On the Hebrew Language

Erev Rosh Hashanah, 5758

Rabbi Melanie Aron

I think I can speak for all 46 of us, when I say that our Temple trip to Israel this summer left many lasting memories. Though the trip was only 14 days, a day in Israel is like a week or a month at home- not just because we did so much, setting out early in the morning and coming home late at night, but because of the many powerful experiences we had. Some of the moments that we will always remember were deeply religious, others political, and still others of a more personal nature.

For me one of the most spiritual moments was the morning we sang the mi sheberach together on the bus, for those wounded in the Machane Yehudah market bombing. In our prayers I heard sadness and concern, but also thanksgiving, in the heart of our bus driver, thanks to God that his wife who teaches in a school across the street, did not chose just the wrong moment to run over to the market and do some grocery shopping.

Some of the memories were of historical significance. For me personally, it was a shehechiyanu moment when I stood in Bethlehem beside a blue uniformed policeman of the Palestinian Authority. I tried unsuccessfully to engage him in a discussion of the politics of the day. I wanted to share my hope that the promise expressed in his being an officer in the newly established Palestinian entity, would someday be fulfilled in a real and lasting peace.

I was also moved when I stood at Prime Minister Rabin's grave and saw all the small stones that had been placed on the sculptured monument. While we were there, a group of teens from a youth group came and conducted a program they had written, probing the meaning of Rabin's life and death. Our group sang a song that talked of dreams, and of our determination to hold on to our dreams even in the face of laughter and ridicule.

Some of the memories are political . I remember particularly the morning ten of us, woke up before the rest of the hotel, ate a quiet breakfast in the still deserted dining room and then walked down into the valley of gei hinnom, and up the hillside of the old city, to join a small group of Israeli woman praying at the Kotel on Rosh Hodesh.

_Exercise set:_
1/ Write out, without changes, the passage of the sermon on the Hebrew language that begins with the words containing "Some of the memories were" and ends with "laughter and ridicule.".
2/ Pick up the sermon on the Hebrew language after its last sentence and keep writing it.

_Records provided:_
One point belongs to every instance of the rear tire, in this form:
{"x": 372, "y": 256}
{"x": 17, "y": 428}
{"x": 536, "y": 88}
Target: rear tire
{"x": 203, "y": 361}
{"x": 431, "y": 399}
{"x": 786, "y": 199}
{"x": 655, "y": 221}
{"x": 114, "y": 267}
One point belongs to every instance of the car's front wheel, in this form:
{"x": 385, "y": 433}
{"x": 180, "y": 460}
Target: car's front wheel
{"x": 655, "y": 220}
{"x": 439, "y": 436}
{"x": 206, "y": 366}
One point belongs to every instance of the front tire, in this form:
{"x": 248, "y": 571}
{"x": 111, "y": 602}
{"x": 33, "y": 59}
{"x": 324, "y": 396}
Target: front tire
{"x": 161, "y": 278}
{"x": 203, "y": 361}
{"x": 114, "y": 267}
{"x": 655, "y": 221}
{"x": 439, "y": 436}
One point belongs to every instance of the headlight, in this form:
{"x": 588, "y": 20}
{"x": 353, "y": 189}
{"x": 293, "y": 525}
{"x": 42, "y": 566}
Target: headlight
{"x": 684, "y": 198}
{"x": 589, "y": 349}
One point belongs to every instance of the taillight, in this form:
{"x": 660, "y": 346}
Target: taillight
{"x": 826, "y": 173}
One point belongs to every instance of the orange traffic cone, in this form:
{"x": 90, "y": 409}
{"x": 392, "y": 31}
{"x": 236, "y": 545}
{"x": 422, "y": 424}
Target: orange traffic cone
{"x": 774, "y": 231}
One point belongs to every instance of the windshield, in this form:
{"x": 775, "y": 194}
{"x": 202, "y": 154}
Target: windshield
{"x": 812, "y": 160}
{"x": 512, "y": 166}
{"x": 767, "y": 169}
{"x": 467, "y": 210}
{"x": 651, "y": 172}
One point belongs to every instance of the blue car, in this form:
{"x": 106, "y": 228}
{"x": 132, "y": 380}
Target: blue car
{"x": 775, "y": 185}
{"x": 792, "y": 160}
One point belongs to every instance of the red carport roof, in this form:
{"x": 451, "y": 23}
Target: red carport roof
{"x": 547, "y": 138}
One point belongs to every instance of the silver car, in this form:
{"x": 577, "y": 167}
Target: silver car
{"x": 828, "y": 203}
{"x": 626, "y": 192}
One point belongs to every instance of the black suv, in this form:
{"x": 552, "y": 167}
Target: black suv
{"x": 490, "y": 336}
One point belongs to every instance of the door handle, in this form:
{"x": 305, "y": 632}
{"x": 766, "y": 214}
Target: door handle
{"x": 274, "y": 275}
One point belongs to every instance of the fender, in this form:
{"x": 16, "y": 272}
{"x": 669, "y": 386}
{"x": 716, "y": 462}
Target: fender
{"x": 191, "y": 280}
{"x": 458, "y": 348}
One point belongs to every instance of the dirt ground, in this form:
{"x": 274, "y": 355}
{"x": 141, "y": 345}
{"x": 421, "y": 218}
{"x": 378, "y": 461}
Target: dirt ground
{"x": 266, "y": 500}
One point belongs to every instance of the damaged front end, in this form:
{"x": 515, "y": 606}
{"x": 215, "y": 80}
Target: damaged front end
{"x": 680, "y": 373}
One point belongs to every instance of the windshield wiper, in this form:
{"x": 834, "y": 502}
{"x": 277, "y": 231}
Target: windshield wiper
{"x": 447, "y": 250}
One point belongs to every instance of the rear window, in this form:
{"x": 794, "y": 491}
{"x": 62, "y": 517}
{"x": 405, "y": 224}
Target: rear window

_Results:_
1/
Some of the memories were of historical significance. For me personally, it was a shehechiyanu moment when I stood in Bethlehem beside a blue uniformed policeman of the Palestinian Authority. I tried unsuccessfully to engage him in a discussion of the politics of the day. I wanted to share my hope that the promise expressed in his being an officer in the newly established Palestinian entity, would someday be fulfilled in a real and lasting peace.

I was also moved when I stood at Prime Minister Rabin's grave and saw all the small stones that had been placed on the sculptured monument. While we were there, a group of teens from a youth group came and conducted a program they had written, probing the meaning of Rabin's life and death. Our group sang a song that talked of dreams, and of our determination to hold on to our dreams even in the face of laughter and ridicule.

2/
A group of woman praying together, extremely quietly, on the woman's side of the mechitzah, the dividing partition- it hardly seems like a big deal. After all this goes on routinely not just in Reform and Conservative synagogues, but even in many Orthodox congregations in the United States. But in Israel it's different. We dared not raise our voices- we huddled together, glad of each others physical presence. I know some of the younger members of the group were disappointed that we didn't spark a riot- but for me the shouts from the men's side of the mechitzah "do you see what they are doing there!" and the presence of the Israeli police announcing with concern into their walkie-talkies "we've got a group of women here--- and they are singing!" was enough excitement for me.

Each time we entered a Reform synagogue in Israel, and we visited five of them, I felt strongly that our physical presence was a significant source of support and strength to the Israeli Reform movement.

Another memory, this one perhaps a bit more idiosyncratic. I remember our visit to Kibbutz Lotan, a small, struggling Reform settlement in the wilderness of the Arava. An hour north of Eilat, two hours south of the Dead Sea, it is nowhere and looks it. The kibbutzniks at Lotan are real pioneers, living in difficult physical circumstances, trying to figure out what it means to live by your principles as a committed Reform Jew. How do you ethically apportion jobs- by skill, by interest, by rotation of unpleasant tasks? How do you balance the desire for creature comforts in the present, with the needs of the Kibbutz for infrastructure so the future can be better? What does it mean to be observant and Reform and, if we are a movement of individual conscience, then to what extent must everyone in the group do the same thing? I was caught up in the idealism and the argument-- oh, I thought, if I were only fifteen years younger, or even fifteen years older, at some less rooted stage of life. Then I turned to the teenagers who were traveling with us, thinking that they might want to come back when they were just a bit older, and build this place. But you know every generation has its own dream, and I found no takers for Kibbutz Lotan. Our teens seemed to be resolutely city folk , and other forms of idealism caught fire more easily.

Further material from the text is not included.